**ABOUT THIS TASK**. Could you write out every entry exactly as it stands?

**TASK INPUT**.
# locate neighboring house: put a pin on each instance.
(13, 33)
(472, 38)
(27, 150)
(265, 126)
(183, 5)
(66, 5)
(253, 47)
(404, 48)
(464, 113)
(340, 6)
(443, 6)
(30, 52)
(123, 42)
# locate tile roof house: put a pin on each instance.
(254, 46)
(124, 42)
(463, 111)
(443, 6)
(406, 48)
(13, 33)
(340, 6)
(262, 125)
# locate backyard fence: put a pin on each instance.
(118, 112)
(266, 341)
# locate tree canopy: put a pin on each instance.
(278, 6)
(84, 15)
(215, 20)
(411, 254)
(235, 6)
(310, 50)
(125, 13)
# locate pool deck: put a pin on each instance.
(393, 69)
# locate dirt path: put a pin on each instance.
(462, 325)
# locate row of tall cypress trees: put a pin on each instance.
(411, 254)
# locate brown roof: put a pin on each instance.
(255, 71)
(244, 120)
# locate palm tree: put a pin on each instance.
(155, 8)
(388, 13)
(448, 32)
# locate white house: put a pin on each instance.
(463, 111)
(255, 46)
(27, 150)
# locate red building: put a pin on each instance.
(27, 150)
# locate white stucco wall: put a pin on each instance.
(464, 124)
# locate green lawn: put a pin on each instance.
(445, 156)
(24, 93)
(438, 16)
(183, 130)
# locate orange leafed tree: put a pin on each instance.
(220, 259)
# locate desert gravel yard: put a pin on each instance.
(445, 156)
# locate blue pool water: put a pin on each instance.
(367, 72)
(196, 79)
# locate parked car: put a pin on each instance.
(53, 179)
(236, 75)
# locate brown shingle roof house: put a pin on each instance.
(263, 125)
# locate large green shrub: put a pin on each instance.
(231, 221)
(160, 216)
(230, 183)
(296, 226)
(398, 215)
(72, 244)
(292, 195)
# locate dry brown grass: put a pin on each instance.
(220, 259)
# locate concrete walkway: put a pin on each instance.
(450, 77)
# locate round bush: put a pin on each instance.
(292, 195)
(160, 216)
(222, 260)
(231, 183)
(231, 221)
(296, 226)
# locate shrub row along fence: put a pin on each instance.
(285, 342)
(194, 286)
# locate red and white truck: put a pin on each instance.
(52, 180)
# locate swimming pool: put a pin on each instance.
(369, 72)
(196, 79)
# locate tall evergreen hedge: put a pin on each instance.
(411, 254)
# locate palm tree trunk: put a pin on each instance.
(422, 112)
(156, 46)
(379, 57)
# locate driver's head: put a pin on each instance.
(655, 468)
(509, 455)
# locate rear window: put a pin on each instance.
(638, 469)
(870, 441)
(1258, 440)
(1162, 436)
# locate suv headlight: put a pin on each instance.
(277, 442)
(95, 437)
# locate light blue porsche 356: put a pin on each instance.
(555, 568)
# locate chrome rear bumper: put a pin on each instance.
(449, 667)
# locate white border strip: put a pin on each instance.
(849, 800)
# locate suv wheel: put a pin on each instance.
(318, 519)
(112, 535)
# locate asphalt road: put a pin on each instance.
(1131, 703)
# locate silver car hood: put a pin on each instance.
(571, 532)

**TASK SOLUTION**.
# locate neighboring house: put a pin on each instance.
(13, 33)
(472, 38)
(27, 150)
(265, 126)
(183, 5)
(66, 5)
(253, 47)
(404, 48)
(464, 113)
(340, 6)
(443, 6)
(30, 52)
(123, 42)
# locate tile roof house: put a pin on each instance.
(254, 46)
(124, 42)
(463, 111)
(443, 6)
(406, 48)
(13, 33)
(340, 6)
(262, 125)
# locate backyard fence: put a pin on each instance.
(118, 112)
(266, 341)
# locate tree canopy: put a pin on each instance.
(278, 6)
(84, 15)
(215, 20)
(411, 254)
(235, 6)
(310, 50)
(125, 13)
# locate pool deck: put a pin on each instance.
(393, 69)
# locate dirt path: put a pin on each instance.
(462, 325)
# locate row of tall cypress trees: put a pin on each instance.
(411, 254)
# locate brown roof: put a pin on each instance.
(255, 71)
(244, 120)
# locate palm tree: put a pin on each instance.
(155, 8)
(388, 13)
(448, 32)
# locate white house: put a pin on each instance.
(463, 111)
(255, 46)
(27, 150)
# locate red building: put a pin on each instance.
(27, 150)
# locate white stucco wall: put a pin on each instance.
(464, 124)
# locate green lawn: put a pin on each instance.
(445, 156)
(24, 93)
(438, 16)
(183, 130)
# locate orange leafed tree: put a pin on each instance.
(220, 259)
# locate desert gravel yard: put a pin on each instance.
(445, 156)
# locate blue pool water: put a pin on each instance.
(367, 72)
(196, 79)
# locate parked car: put a pin on each instance.
(53, 179)
(236, 75)
# locate brown shingle roof house: put a pin on each instance.
(263, 125)
# locate large green shrub: put a pin on each instance.
(231, 221)
(160, 216)
(230, 183)
(296, 226)
(398, 215)
(72, 244)
(292, 195)
# locate dry brown grass: put a pin on each instance.
(220, 259)
# locate concrete walkway: put a pin on each instance.
(450, 77)
# locate round bush: put a pin on each instance.
(292, 195)
(160, 216)
(222, 260)
(231, 183)
(231, 221)
(296, 226)
# locate shrub row along fence: put a pin on each instance.
(285, 342)
(194, 286)
# locate red and white truck: put a pin on each instance.
(52, 180)
# locate swimming pool: put a pin on each instance.
(369, 72)
(196, 79)
# locate tall evergreen hedge: put a pin on each instance.
(411, 254)
# locate palm tree trunk: put a pin on each instance.
(422, 112)
(156, 46)
(379, 57)
# locate driver's head: put a pin on each instance.
(655, 468)
(509, 455)
# locate rear window: put a pin on each instance.
(638, 469)
(870, 441)
(1258, 440)
(1162, 436)
# locate suv headlight: put a pin on each instance.
(277, 442)
(95, 437)
# locate light blue porsche 356: put a pin on each instance.
(555, 568)
# locate chrome rear bumper: put a pin on each instance.
(449, 667)
# locate white border strip: put a pin on each instance.
(849, 800)
# locate suv wheel: put a pin on each instance.
(318, 519)
(112, 535)
# locate asphalt road: put a pin on each instance.
(1131, 703)
# locate silver car hood: put a pin on each instance.
(571, 532)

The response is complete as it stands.